• **Exercise goal**
Set down the lines below word for word, leaving out the pictures.

• **Dataset entries**
════

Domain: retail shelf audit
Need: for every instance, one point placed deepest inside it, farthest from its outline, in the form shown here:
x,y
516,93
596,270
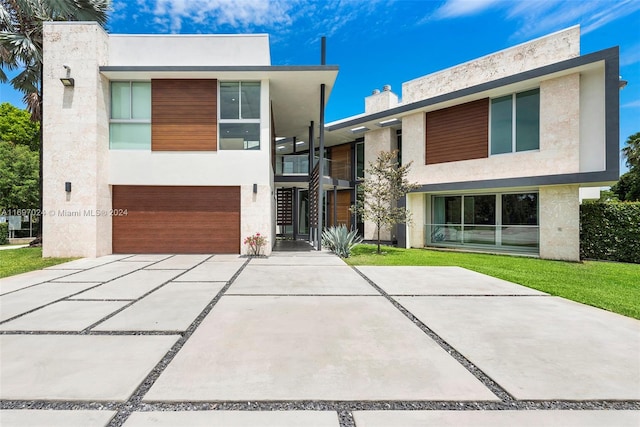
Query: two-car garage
x,y
176,219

════

• **Answer**
Domain: retail shelf audit
Need: for every instance, one point placed deepest inside it, farthest from its outline, in the form shown here:
x,y
516,93
596,270
Query: two-car garage
x,y
176,219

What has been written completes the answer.